**What you will do**
**1.** Output the passage of the fishing blog from "Friday, September 20, 2019" to "two hours later.".
**2.** Answer these questions about the fishing blog:
(a) What was the temperature when the writer and Fred arrived at Split Rock Reservoir?
(b) What lure did Fred use to catch the little smallmouth?
(c) Which lake is the writer invited to fish on Wednesday?
**3.** Continue the fishing blog from its final sentence.

**Source extract**
•••
Saturday, September 21, 2019


Got word from Noel Sell about the current situation. He read the previous post and wrote, "Totally agree! Fishing is very tough lately. We need rain and cooler temperatures badly."

Forecast mid-80's tomorrow, last I heard. Feels that warm this afternoon.

I'm concerned because I got an invitation to fish Culver Lake on Wednesday, and don't want to exit this outing having caught nothing. We will just have to see how it goes, and in any event, it should be a good time.

Friday, September 20, 2019

Tough Transition Time

Forty three degrees upon our daybreak arrival at Split Rock Reservoir this morning, Fred and I didn't see a cloud in the sky. I didn't think about how tough the fishing could be until 10 or `15 minutes into it, while fishing a shaded cove with plenty of depth and rocks, a very bassy-looking spot with nothing happening. I sat in one of Fred's kayaks.

Fred did catch a little smallmouth on his four-inch Senko, just to the side of that cove in water brightly lit. Four rocks penetrated the surface some 50 yards beyond, and I worked them thoroughly with a Chompers worm, getting no more than the pecking interest of a sunfish. We pulled out two hours later.

Skunked again on Split Rock, I changed my mind about fishing Merrill Creek Reservoir with Oliver Shapiro in about two weeks. Now I want to put my squareback on Split Rock to settle the score. We can troll. I really like the structure I see here for that purpose.

From the reservoir, we rode over to Saffin, me feeling mixed confidence. In any event, my best fishing at the pond has been early and late; although I have caught some nice mid-day bass there, today was no typical late morning and early afternoon. It certainly was not summertime, but it wasn't an October day after bass have adjusted to the new season and slam spinnerbaits, either.
•••
Stored data entries
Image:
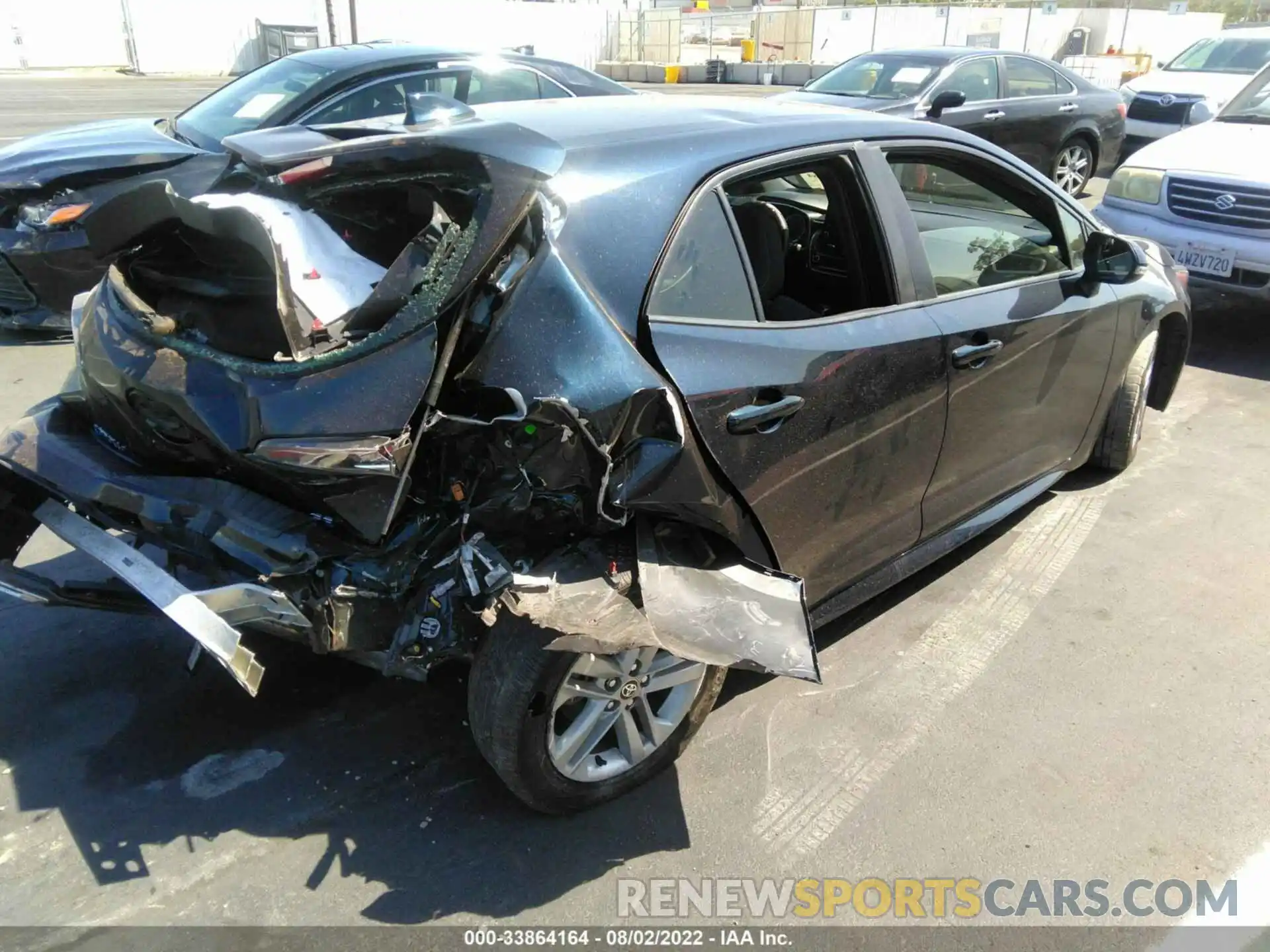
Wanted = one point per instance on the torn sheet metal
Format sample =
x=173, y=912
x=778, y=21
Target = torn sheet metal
x=753, y=617
x=583, y=602
x=325, y=276
x=185, y=607
x=730, y=614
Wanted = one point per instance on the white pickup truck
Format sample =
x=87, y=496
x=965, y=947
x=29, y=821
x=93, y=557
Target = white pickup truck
x=1205, y=194
x=1194, y=85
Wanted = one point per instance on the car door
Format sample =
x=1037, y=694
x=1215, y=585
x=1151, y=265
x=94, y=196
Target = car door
x=1000, y=258
x=827, y=424
x=980, y=80
x=1039, y=106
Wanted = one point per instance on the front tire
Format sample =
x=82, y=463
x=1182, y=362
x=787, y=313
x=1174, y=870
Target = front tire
x=1122, y=432
x=568, y=731
x=1074, y=165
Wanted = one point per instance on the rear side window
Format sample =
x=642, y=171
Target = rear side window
x=385, y=99
x=1027, y=78
x=502, y=87
x=702, y=274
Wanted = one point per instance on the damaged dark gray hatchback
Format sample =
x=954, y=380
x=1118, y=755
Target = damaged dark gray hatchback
x=549, y=379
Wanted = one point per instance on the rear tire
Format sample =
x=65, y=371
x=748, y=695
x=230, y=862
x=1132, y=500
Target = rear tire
x=511, y=696
x=1074, y=167
x=1122, y=432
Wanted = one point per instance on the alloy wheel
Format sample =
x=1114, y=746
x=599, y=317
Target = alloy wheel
x=1072, y=169
x=614, y=711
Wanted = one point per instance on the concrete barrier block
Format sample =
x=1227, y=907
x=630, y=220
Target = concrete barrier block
x=795, y=74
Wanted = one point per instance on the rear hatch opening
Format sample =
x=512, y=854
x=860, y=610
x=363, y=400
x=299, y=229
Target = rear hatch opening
x=327, y=243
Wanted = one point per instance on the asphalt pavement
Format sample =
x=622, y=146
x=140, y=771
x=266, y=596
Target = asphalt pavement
x=1080, y=695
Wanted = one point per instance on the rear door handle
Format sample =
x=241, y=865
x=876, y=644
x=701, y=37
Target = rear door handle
x=756, y=416
x=973, y=356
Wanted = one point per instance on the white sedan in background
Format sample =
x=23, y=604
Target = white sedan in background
x=1205, y=194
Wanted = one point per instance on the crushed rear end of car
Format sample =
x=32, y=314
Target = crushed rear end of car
x=357, y=399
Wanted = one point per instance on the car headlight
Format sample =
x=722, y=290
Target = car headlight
x=48, y=215
x=1203, y=111
x=1136, y=184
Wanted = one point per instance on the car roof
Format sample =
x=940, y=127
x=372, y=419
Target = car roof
x=633, y=161
x=381, y=54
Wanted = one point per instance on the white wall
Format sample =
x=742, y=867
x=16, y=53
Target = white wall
x=211, y=37
x=63, y=33
x=573, y=32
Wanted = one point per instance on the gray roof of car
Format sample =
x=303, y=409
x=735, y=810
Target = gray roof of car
x=632, y=163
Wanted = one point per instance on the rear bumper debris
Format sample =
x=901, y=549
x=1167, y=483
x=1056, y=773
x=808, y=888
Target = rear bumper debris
x=185, y=607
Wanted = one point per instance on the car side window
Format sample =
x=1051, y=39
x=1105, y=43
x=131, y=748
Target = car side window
x=550, y=89
x=702, y=274
x=977, y=229
x=977, y=79
x=1076, y=235
x=1028, y=78
x=384, y=99
x=502, y=87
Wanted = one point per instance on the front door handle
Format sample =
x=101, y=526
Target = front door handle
x=972, y=357
x=762, y=416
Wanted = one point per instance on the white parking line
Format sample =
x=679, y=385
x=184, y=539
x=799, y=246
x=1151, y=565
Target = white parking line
x=800, y=814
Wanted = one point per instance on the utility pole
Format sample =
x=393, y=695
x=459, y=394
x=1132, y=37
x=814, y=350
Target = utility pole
x=331, y=22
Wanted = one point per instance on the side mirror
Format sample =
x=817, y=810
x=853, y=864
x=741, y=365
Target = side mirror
x=1111, y=259
x=948, y=99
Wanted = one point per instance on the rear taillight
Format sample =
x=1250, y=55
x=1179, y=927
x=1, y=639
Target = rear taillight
x=365, y=455
x=306, y=171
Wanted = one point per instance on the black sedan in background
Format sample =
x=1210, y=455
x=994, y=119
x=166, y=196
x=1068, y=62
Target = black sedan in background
x=51, y=183
x=1042, y=112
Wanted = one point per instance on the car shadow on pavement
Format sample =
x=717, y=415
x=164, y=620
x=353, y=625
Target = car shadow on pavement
x=107, y=729
x=1231, y=338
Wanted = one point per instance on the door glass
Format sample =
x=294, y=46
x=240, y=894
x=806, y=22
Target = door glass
x=1027, y=78
x=813, y=249
x=973, y=235
x=977, y=79
x=552, y=91
x=502, y=87
x=1074, y=230
x=702, y=274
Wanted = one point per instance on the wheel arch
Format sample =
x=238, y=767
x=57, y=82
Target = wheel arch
x=1171, y=349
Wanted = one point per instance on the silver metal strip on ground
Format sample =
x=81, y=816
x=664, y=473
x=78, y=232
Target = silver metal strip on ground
x=218, y=637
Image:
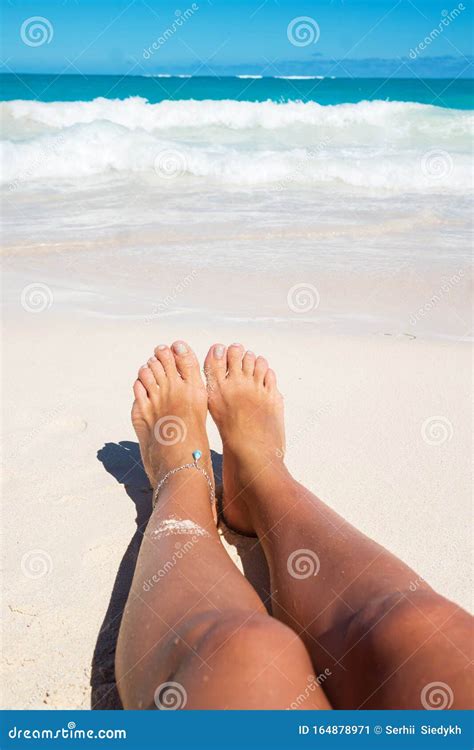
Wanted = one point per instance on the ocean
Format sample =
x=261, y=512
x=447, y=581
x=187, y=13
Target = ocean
x=322, y=179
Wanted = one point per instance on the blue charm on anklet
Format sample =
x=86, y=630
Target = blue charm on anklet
x=196, y=456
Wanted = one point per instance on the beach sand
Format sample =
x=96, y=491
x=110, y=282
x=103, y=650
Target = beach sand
x=379, y=426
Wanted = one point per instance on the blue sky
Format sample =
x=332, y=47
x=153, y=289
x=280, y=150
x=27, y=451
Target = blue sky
x=222, y=37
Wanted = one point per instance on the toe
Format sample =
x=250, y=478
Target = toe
x=234, y=358
x=158, y=370
x=215, y=365
x=186, y=361
x=147, y=379
x=248, y=363
x=261, y=367
x=269, y=380
x=140, y=394
x=164, y=355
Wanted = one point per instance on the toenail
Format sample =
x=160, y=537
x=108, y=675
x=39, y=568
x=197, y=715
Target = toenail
x=180, y=348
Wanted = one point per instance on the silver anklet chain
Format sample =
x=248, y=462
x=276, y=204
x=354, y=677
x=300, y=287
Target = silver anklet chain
x=194, y=465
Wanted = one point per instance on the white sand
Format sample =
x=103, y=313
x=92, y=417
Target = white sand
x=355, y=413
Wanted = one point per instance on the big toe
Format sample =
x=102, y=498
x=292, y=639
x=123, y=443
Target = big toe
x=186, y=361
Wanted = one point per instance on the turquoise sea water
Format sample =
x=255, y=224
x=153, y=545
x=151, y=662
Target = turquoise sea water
x=455, y=94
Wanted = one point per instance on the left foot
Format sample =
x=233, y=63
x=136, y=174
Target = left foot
x=169, y=411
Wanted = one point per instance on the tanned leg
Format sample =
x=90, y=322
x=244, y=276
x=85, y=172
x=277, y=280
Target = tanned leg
•••
**Solved tasks**
**1.**
Friday, September 20, 2019

Tough Transition Time

Forty three degrees upon our daybreak arrival at Split Rock Reservoir this morning, Fred and I didn't see a cloud in the sky. I didn't think about how tough the fishing could be until 10 or `15 minutes into it, while fishing a shaded cove with plenty of depth and rocks, a very bassy-looking spot with nothing happening. I sat in one of Fred's kayaks.

Fred did catch a little smallmouth on his four-inch Senko, just to the side of that cove in water brightly lit. Four rocks penetrated the surface some 50 yards beyond, and I worked them thoroughly with a Chompers worm, getting no more than the pecking interest of a sunfish. We pulled out two hours later.

**2.**
(a) Forty three degrees.
(b) A four-inch Senko.
(c) Culver Lake.

**3.**
I began along my favorite steep shoreline with its heavy cover, and soon realized it wasn't going to happen, and it never did. I switched from the Chompers, after fishing deeper water out from the bank thoroughly, too, and snapped on a spinnerbait, feeling that most of the bass had slipped into any deep water out away from shore, although, judging the terrain, the more likely case is that they had dispersed in water about eight feet deep almost anywhere out there, not feeding at all. By this scenario, true or not, the bass are like blues and striped bass as they slip into the surf to feed, then abandon it. Not many bass would be near enough the shorelines to perhaps take a reaction swipe at one of the lures Fred and I threw. 

I did get one definite hit. By the feel of that, I knew it was a bass about 10 inches long. A good hard smack. It didn't get the bait fully in its mouth. 

Thursday, September 19, 2019

Reluctant South Branch Smallmouths

Went to my favorite spot at sundown, missing a hit on the first cast and catching an average stream smallmouth on the third. Clear water flowed moderately, but it was chilly after this morning's temperatures in the 40's. I saw nothing but some killiefish in the shallows, and with a cloudless sky overhead, it became quickly evident to me that the cold front had put the bass off.

I came with killies I bought when my wife and I last visited Island Beach. I did bring my fly rod, but not only was I pinched for time, I don't think I could have caught any with it. Definitely a fall feeling on the river this evening. I do hope next summer I get a chance to fly fish the river at length. A whole morning and early afternoon. I have plenty of flies to try.

I worked my way down the stretch, and having waded about halfway to the back, got a big bass on, but the hook pulled. That's what I came for, a big one. A bass of nearly four pounds, and I really want to hit that mark fair and square, judged by my tested Rapala scale. I trudged back to the bucket, half hoping to hook another, half convinced I missed my only shot at one, baited my hook, and put another killie in the left breast pocket of my Woolrich, a heavy flannel shirt I needed. And it was getting progressively chilly while I wet waded.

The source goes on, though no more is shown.